Как известно, у Вильгельма Левика было два дела в жизни — живопись и перевод. Одно его чуть не погубило, а другое спасло. Это он сам рассказывал нам, своим студийцам, — не на занятиях, а на каких-то посиделках, какие у нас устраивались нередко.
Дело было во время войны. Командира беспокоили немецкие пушки, бившие по расположению его батальона. Место было равнинное, но на нашей стороне росло высокое дерево — кажется, береза. И вот командир вызывает рядового Левика, про которого он знал, что тот учился на художника, дает ему планшет, карандаш и задание: залезть на березу и срисовать позиции вражеских батарей. А у немцев, между прочим, с той стороны работали не только пушки, но и опытный снайпер. Конечно, чудак, лезущий на одинокую березу, представлял бы для него идеальную цель. Но приказ есть приказ — его не обсуждают. Левик надевает на шею планшет и, стараясь кое-как укрыться за ствол, лезет на эту березу.
И вдруг, не успевает он подняться на три метра над землей, как рядом с деревом тормозит легковой «виллис», из него выскакивает молодой лейтенант и кричит: «Рядовой Левик, срочно в штаб полка!» Сажают в машину и везут в штаб. Оказывается, там внезапно понадобился человек с отличным знанием немецкого языка, и кто-то вспомнил про солдата по имени Вильгельм. Три дня Левик переводил добытые разведкой важные документы, а на четвертый вернулся обратно, в расположение батальона. Выяснилось, что за это время снайпер уложил насмерть не то двух, не то трех наших бойцов, пытавшихся срисовать немецкие позиции, и командир, как он ни был упрям, на этом успокоился и больше никого на проклятую березу не посылал.
Вся эта история целиком попала в рассказ Ирины Муравьевой «Кудрявый лейтенант», написанный через десять лет после смерти Левика и посвященный его памяти. Ирина тоже была в нашей студии, ходила на все занятия, участвовала в обсуждениях, но переводчицы из нее не получилось, зато получился очень хороший прозаик. Она лишь добавила пролог и эпилог. В начале — сцену разлуки (разрыва) в мастерской художника: женщину, сидящую на стуле, опустив голову и глотая слезы, ее вздрагивающие кудряшки, досаду и угрызения совести мужчины — все это без подробностей, смутно, как во сне или давнем воспоминании. И эпилог, уже после Победы, когда художник узнает от общих знакомых, что его бывшая возлюбленная умерла в эвакуации. Ему называют год и месяц, и он осознает, что по времени это как раз совпадает с тем случаем смертельного задания и неожиданного, как бы ex machina, спасения. Ему вдруг вспоминается то, на что тогда, с радости и с перепугу, он не обратил внимания: необыкновенная моложавость лейтенантика, прибывшего из штаба, его тонкая, почти девичья фигура и выбивавшиеся из-под фуражки кудрявые волосы.

**СПИСОК ДАННЫХ**
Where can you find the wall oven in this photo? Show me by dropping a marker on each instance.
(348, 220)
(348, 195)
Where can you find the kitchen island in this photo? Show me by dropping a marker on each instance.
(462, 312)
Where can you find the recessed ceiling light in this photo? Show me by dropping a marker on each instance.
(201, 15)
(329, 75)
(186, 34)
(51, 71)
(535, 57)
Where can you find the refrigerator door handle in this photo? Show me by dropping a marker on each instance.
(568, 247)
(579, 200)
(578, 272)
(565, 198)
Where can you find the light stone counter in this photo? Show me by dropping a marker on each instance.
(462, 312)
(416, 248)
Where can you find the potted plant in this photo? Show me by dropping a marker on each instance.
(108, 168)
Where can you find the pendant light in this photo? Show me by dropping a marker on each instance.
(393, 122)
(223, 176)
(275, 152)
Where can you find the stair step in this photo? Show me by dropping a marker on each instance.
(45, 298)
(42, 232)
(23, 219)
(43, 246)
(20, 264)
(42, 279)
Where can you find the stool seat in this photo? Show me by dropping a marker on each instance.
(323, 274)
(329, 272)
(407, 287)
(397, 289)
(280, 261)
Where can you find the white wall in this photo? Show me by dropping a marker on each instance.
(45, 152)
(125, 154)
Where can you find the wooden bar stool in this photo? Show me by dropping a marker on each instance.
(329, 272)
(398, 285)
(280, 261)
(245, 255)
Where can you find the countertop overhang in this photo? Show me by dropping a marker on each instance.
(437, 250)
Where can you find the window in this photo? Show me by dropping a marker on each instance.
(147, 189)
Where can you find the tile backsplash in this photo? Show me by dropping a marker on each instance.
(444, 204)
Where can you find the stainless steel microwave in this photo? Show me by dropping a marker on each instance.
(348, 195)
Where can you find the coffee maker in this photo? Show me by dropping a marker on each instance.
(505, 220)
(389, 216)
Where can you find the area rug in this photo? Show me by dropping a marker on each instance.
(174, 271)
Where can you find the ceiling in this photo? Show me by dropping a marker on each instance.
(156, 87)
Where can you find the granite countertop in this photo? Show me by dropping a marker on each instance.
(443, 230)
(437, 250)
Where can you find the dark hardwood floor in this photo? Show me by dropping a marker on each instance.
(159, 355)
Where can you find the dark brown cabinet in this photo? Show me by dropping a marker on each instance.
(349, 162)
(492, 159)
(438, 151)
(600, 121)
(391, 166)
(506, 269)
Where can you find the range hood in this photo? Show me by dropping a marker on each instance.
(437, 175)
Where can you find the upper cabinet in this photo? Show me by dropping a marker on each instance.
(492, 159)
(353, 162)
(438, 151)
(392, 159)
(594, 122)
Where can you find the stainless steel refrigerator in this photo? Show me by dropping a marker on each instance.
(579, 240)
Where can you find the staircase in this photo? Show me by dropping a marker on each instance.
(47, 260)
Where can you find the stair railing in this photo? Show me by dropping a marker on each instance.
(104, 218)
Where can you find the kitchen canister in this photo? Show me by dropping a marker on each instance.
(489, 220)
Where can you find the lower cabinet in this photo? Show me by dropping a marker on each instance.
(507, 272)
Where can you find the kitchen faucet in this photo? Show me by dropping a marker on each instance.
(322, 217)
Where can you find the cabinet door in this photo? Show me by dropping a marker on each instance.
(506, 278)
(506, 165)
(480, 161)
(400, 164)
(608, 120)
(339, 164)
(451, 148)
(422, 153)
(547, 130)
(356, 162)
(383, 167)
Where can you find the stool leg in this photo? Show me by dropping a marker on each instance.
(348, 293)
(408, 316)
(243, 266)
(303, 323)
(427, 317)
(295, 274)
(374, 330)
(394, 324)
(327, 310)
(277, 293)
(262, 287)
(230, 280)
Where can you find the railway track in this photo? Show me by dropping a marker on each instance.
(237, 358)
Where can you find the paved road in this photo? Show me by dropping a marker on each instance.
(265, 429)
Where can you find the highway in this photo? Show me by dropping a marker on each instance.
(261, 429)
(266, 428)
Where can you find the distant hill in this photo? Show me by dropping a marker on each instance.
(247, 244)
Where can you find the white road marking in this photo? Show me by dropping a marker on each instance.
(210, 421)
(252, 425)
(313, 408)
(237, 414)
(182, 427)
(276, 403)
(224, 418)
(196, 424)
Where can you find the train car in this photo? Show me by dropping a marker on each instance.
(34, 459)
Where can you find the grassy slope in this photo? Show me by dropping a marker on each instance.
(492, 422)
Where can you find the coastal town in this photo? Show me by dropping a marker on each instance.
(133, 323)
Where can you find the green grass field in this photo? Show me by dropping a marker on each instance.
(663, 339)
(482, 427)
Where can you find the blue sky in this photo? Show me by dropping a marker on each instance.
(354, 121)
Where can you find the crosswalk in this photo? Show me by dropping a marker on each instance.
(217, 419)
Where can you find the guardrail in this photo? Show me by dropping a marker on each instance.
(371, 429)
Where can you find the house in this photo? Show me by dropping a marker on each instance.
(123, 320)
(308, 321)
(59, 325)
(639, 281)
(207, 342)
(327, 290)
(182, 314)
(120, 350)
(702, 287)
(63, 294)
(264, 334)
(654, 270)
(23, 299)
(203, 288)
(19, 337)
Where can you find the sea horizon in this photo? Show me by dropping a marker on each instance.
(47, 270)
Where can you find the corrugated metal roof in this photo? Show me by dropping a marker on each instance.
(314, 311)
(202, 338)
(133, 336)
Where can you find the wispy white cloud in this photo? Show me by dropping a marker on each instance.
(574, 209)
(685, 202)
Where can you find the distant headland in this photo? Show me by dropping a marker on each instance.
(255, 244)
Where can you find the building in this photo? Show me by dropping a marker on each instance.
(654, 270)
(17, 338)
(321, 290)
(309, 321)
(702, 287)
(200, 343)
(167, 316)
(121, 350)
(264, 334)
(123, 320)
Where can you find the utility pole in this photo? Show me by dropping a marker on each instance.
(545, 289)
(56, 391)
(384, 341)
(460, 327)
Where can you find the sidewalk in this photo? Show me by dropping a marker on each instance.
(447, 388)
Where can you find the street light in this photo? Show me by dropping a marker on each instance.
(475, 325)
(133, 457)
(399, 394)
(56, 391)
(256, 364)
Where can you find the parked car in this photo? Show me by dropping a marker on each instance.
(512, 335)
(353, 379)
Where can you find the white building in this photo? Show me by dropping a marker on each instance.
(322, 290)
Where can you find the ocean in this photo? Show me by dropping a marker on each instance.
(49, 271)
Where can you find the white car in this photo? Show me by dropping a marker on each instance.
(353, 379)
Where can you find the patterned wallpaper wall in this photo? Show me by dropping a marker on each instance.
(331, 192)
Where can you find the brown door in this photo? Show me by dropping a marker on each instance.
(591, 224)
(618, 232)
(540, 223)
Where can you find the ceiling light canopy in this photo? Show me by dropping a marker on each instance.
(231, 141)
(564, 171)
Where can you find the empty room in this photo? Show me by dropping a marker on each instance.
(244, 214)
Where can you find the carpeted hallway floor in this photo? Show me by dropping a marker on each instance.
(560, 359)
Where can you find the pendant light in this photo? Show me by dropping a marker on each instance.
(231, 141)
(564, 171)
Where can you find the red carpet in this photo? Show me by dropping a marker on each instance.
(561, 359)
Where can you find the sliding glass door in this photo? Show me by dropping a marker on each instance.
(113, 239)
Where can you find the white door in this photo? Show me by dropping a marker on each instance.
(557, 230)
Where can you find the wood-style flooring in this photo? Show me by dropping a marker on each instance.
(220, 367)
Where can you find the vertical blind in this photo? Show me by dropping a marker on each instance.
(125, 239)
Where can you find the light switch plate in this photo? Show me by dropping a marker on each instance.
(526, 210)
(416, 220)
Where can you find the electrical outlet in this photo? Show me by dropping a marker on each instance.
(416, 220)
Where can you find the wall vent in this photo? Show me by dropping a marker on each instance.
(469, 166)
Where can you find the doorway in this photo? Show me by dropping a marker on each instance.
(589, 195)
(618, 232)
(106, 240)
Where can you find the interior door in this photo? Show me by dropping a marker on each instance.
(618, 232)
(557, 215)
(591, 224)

**ЧТО НУЖНО СДЕЛАТЬ**
Как называется рассказ Ирины Муравьевой, в который, по словам текста о Вильгельме Левике, целиком попала история с березой? Строки для работы не понадобятся.

**ОТВЕТ НА ЗАДАНИЕ**
«Кудрявый лейтенант».